With charitable donations drying up precisely when they are needed more than ever by the poorest and most vulnerable, the coronavirus pandemic has left the global voluntary sector reeling.
Covid-19 has attacked every income stream, warn charity leaders, leaving organisations of all sizes unable to plug the funding gaps and facing difficult decisions regarding the future.
In recognition of the relief that zakat can bring in such a crisis, one entrepreneur believes that the time has come to embrace a revolutionary approach to the ancient alms-giving Pillar of Islam.
Shahed Amanullah, a technology expert, argues that the traditional nature of zakat as “a very reactive kind of donation” often leads to an imperfect distribution of funds.
"The whole process of collecting and distributing zakat has essentially been unchanged for 1,400 years," Mr Amanullah told The National. "It is actually a very inefficient system.
“We saw that what happened is that, come Ramadan, people would be scrambling to pay their zakat and figuring out at the last minute who to give it to. There’re a lot of worthy entities that aren’t on the radar.”
More than a year ago, he co-founded Zakatify, a donation management system that enables people to better engage with charities while also gaining a deeper understanding of where their money is going. In effect, it aims to turn the annual religious act of giving into a social experience for the greater good of all involved.
Users of the app are more easily able to determine which of the 1,500 zakat-eligible charities and causes - large and small, Islamic and non-religious - matter to them most.
Charities can be divided into clusters depending what their focus is. There are portfolios, comprised of from five to 11 organisations each, that concentrate on such causes as Syria, Palestine, protecting refugees, and supporting health and wellbeing.
Zakatify also helps people space out the gifting so that money may be donated on a monthly basis that provides charities with a dependable cash flow. Rather than a panicked, once-a-year contribution of zakat, Mr Amanullah and his team want to support a habit change that in the longer term is “better for the donor, better for the charity”.
He describes it as the opposite of crowdfunding, which is typically an appeal for support based on immediate need and requiring a one-time, urgent donation.
“The sad part of it is that so many of these charities have really compelling stories that nobody’s hearing and nobody’s listening to just because they are so small; they don’t have that many resources.”
One charity to benefit from Zakatify is the International Campaign for the Rohingya, an organisation dedicated to protecting the mainly Muslim ethnic group from south-east Asia.
....................
▶ _Task instructions_
Pick up the article about the Zakatify zakat app after its final sentence and keep writing it.

▶ _Entries provided_
....................
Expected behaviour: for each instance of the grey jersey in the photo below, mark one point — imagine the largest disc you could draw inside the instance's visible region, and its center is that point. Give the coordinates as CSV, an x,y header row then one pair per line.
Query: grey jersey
....................
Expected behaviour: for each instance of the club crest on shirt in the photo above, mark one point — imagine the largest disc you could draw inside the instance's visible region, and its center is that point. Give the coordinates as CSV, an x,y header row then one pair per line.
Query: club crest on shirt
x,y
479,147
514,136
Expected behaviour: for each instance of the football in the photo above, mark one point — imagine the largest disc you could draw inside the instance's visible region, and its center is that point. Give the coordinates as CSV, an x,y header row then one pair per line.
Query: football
....................
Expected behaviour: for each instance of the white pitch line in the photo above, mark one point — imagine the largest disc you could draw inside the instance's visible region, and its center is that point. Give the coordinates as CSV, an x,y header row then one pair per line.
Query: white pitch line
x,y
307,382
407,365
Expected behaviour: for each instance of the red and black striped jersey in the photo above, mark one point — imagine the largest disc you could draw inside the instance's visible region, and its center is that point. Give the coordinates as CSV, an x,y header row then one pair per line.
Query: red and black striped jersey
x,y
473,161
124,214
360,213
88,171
....................
▶ _Task answer_
The campaign’s executive director, Simon Billenness, has built on his experience as an anti-Apartheid campaigner to support the democracy movement in Myanmar. One of the organisation’s focuses now is pressuring firms to not do business with the Burmese military, which stands accused of genocide.
A long-term of aim of Mr Billenness is stopping the Burmese military from interfering in politics and putting them "back into the barracks under civilian control".
"Zakatify popped up one or two years ago," he told The National. "Suddenly, we started getting donations through paypal via Zakatify, which was great.
“It was kind of like when Facebook fundraisers started and all of a sudden, out of the blue, people were creating Facebook fundraisers on their birthdays. People we didn’t even know were raising money for us. That was terrific."
Ordinarily donations arrive during Ramadan and at the end of year rather than in a steady stream, Mr Billenness said.
“Like every other organisation, we are always trying to persuade our one-time donors to become monthly donors and so any mechanism that allows that, we like that a lot.”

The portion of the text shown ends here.